Copy each line below that has "railing".

------ Exercise data ------

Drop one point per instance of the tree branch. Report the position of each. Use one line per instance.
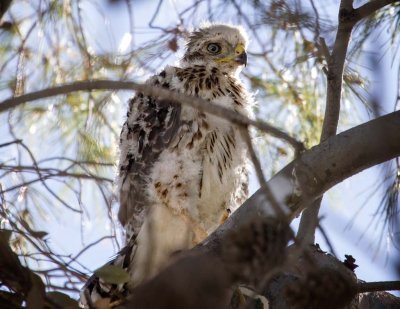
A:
(364, 287)
(348, 17)
(298, 184)
(158, 92)
(370, 8)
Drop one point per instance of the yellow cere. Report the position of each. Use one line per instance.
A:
(239, 49)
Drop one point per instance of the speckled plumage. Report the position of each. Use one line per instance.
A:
(181, 171)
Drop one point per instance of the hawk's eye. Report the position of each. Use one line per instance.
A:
(214, 48)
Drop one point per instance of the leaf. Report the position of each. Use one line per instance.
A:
(112, 274)
(62, 300)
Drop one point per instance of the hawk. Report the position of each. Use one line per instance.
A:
(181, 171)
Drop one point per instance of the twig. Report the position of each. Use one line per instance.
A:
(260, 175)
(159, 92)
(348, 17)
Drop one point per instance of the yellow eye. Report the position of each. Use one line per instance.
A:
(213, 48)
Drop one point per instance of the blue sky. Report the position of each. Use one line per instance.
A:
(349, 233)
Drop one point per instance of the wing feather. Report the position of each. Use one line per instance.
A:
(150, 127)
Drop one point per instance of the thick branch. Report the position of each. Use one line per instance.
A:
(378, 286)
(158, 92)
(317, 170)
(298, 184)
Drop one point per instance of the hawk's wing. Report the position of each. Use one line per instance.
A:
(150, 127)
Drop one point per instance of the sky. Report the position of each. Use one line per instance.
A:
(350, 227)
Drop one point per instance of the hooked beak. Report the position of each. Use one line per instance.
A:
(240, 55)
(242, 59)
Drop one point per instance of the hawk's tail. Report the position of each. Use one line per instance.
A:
(96, 292)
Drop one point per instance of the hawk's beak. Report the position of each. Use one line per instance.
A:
(240, 55)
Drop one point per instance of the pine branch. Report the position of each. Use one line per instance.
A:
(153, 91)
(348, 17)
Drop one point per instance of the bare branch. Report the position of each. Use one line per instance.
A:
(317, 170)
(370, 8)
(364, 287)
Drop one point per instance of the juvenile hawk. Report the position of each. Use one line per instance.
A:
(181, 171)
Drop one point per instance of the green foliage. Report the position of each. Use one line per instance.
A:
(65, 147)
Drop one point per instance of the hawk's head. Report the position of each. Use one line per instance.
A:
(223, 45)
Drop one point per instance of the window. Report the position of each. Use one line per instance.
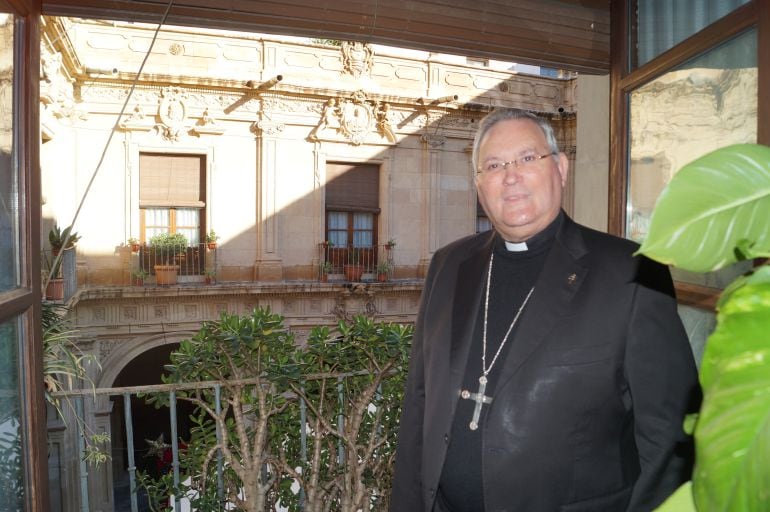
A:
(171, 200)
(352, 210)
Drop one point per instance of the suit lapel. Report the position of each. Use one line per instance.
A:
(467, 297)
(557, 284)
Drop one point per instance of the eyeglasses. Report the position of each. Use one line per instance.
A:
(526, 162)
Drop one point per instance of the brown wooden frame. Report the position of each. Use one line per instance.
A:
(755, 13)
(25, 301)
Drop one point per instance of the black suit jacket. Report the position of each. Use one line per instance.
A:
(589, 404)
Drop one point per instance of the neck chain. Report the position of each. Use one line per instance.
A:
(484, 367)
(479, 397)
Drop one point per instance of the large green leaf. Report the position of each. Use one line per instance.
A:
(711, 206)
(680, 501)
(733, 431)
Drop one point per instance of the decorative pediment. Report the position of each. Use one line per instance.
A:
(356, 118)
(357, 58)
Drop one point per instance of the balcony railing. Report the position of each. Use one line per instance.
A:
(368, 263)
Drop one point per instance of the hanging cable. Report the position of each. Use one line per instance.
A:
(58, 257)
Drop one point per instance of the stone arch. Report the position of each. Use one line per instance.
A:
(126, 352)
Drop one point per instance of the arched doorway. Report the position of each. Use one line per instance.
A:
(151, 425)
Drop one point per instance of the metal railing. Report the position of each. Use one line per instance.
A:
(189, 260)
(368, 263)
(79, 397)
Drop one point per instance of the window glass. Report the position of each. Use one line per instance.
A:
(707, 103)
(662, 24)
(363, 230)
(11, 468)
(9, 206)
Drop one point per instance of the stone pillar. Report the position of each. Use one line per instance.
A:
(431, 175)
(268, 265)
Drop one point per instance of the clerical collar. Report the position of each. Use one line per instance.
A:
(539, 240)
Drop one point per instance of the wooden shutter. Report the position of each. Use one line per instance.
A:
(171, 181)
(351, 187)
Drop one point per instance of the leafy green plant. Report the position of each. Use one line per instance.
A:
(167, 245)
(65, 366)
(62, 239)
(713, 213)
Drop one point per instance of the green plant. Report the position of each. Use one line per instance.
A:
(713, 213)
(140, 274)
(65, 367)
(354, 256)
(167, 245)
(62, 239)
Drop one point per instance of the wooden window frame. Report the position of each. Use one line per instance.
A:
(754, 14)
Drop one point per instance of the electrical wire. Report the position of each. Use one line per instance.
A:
(57, 259)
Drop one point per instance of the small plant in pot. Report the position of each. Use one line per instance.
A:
(134, 244)
(353, 268)
(324, 270)
(62, 239)
(165, 247)
(138, 277)
(211, 240)
(383, 268)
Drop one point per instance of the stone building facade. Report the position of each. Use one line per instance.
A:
(269, 119)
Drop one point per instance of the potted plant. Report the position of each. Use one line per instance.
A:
(324, 270)
(165, 247)
(138, 277)
(353, 268)
(712, 214)
(134, 244)
(383, 268)
(211, 240)
(62, 239)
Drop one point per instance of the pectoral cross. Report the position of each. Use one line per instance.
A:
(480, 400)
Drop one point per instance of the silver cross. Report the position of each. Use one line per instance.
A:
(479, 398)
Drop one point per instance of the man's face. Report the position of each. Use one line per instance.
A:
(520, 201)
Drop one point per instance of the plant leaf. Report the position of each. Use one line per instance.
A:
(733, 431)
(710, 206)
(680, 501)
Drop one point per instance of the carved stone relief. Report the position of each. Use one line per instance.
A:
(173, 113)
(355, 118)
(357, 58)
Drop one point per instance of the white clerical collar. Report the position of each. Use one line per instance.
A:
(516, 246)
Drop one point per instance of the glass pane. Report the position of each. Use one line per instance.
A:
(662, 24)
(9, 193)
(11, 470)
(338, 228)
(705, 104)
(363, 229)
(188, 223)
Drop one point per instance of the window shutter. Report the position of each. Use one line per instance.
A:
(171, 181)
(351, 187)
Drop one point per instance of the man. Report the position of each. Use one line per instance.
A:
(549, 368)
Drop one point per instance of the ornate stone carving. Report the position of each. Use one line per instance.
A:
(173, 113)
(357, 58)
(355, 118)
(208, 125)
(433, 140)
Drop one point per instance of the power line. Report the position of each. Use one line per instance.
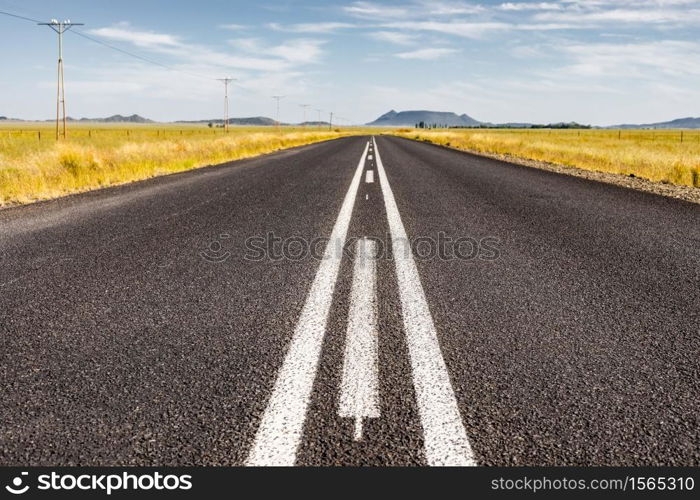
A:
(113, 47)
(142, 58)
(226, 81)
(60, 27)
(19, 17)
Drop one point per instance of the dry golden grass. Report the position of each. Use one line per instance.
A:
(656, 155)
(101, 155)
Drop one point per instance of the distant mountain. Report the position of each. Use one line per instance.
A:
(113, 119)
(250, 121)
(678, 123)
(411, 118)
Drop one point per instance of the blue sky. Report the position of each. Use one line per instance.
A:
(591, 61)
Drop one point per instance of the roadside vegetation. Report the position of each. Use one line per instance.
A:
(668, 156)
(34, 166)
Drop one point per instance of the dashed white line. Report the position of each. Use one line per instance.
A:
(359, 391)
(445, 438)
(281, 428)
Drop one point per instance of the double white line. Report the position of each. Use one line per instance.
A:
(282, 425)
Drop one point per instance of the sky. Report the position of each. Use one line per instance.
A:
(597, 62)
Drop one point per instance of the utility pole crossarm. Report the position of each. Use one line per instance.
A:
(60, 27)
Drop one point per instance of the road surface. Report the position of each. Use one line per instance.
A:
(352, 303)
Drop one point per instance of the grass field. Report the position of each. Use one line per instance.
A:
(34, 166)
(670, 156)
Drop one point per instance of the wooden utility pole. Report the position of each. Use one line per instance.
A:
(60, 27)
(277, 98)
(226, 81)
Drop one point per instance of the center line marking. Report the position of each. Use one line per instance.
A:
(445, 438)
(359, 390)
(282, 424)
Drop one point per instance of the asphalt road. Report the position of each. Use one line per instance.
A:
(538, 319)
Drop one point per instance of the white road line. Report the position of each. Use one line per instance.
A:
(359, 390)
(445, 438)
(282, 424)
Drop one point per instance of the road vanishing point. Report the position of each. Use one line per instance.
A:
(360, 301)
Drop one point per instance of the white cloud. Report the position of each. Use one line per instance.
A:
(325, 27)
(147, 39)
(427, 54)
(650, 60)
(462, 29)
(233, 27)
(280, 57)
(377, 11)
(520, 6)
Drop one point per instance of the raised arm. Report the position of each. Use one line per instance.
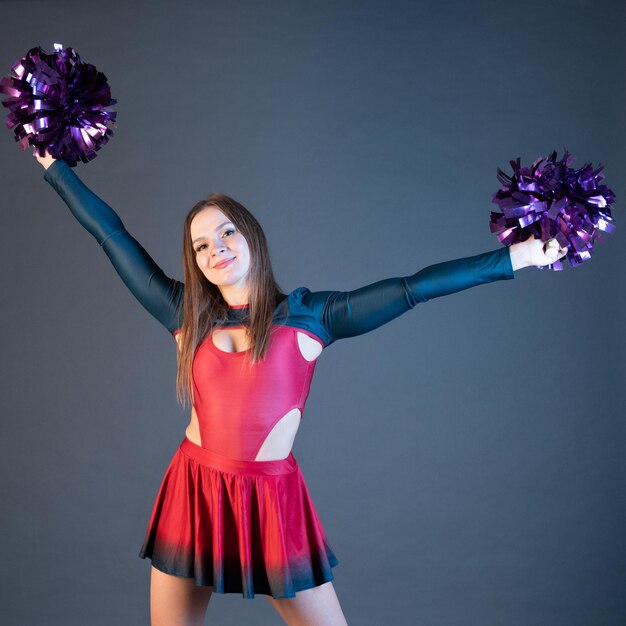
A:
(349, 313)
(160, 295)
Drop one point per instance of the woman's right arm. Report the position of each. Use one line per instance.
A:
(160, 295)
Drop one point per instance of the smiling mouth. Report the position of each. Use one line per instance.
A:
(219, 266)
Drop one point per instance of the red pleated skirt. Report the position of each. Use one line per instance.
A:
(246, 527)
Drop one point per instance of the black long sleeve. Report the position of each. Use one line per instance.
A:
(350, 313)
(160, 295)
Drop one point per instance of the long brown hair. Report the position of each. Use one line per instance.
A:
(203, 304)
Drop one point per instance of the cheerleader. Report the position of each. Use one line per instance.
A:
(232, 513)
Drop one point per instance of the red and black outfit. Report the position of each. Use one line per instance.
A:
(220, 517)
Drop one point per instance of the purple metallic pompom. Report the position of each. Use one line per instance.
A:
(552, 200)
(59, 104)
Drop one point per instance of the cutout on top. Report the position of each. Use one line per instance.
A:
(278, 443)
(309, 347)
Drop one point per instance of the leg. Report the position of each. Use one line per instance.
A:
(176, 601)
(318, 606)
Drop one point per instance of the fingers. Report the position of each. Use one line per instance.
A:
(553, 251)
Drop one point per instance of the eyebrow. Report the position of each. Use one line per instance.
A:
(203, 237)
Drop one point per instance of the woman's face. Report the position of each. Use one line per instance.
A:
(215, 240)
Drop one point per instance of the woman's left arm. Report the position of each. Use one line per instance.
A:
(350, 313)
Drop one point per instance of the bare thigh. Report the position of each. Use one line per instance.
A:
(176, 601)
(318, 606)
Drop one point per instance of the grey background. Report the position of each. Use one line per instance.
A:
(467, 460)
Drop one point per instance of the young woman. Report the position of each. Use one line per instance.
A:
(233, 514)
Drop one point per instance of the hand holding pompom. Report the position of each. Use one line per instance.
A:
(552, 201)
(59, 104)
(537, 253)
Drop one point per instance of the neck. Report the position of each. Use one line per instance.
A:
(235, 297)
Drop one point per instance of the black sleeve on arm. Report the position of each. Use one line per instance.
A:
(160, 295)
(350, 313)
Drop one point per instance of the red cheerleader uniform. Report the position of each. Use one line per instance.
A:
(220, 517)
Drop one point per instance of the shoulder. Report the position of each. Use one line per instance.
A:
(303, 308)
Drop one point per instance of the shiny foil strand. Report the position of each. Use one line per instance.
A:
(551, 199)
(60, 104)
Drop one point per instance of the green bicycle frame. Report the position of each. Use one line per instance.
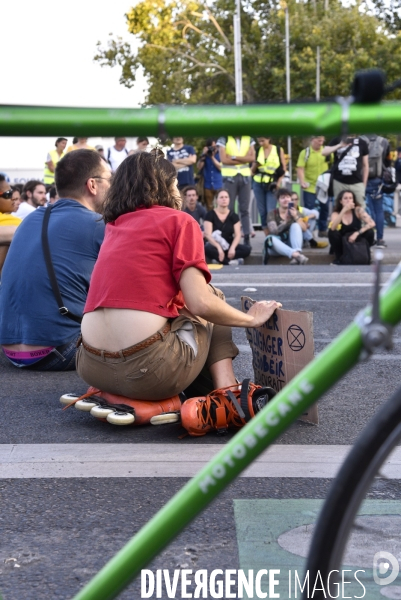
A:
(298, 395)
(326, 118)
(313, 381)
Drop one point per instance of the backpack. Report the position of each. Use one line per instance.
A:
(324, 183)
(378, 149)
(356, 253)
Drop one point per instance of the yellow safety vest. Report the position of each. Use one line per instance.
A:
(232, 150)
(269, 165)
(48, 176)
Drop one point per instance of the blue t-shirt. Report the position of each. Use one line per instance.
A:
(28, 309)
(185, 175)
(213, 179)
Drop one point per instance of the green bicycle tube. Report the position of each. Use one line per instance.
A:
(277, 119)
(314, 380)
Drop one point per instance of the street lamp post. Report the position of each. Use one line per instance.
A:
(238, 54)
(287, 73)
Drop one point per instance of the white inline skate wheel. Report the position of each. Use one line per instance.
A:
(101, 412)
(86, 404)
(165, 418)
(120, 418)
(68, 398)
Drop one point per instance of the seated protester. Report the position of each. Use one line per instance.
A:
(33, 332)
(8, 223)
(223, 233)
(350, 219)
(286, 227)
(192, 206)
(309, 216)
(152, 324)
(34, 195)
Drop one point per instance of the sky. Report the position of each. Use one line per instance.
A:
(46, 57)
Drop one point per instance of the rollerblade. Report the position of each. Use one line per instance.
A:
(120, 410)
(230, 407)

------

=== Output of the exercise ===
Drop one point per instance of the balcony railing. Report the position of each. Use one line per instance.
Drop one point per instance of the metal railing. Report the position of each. Use one line per instance.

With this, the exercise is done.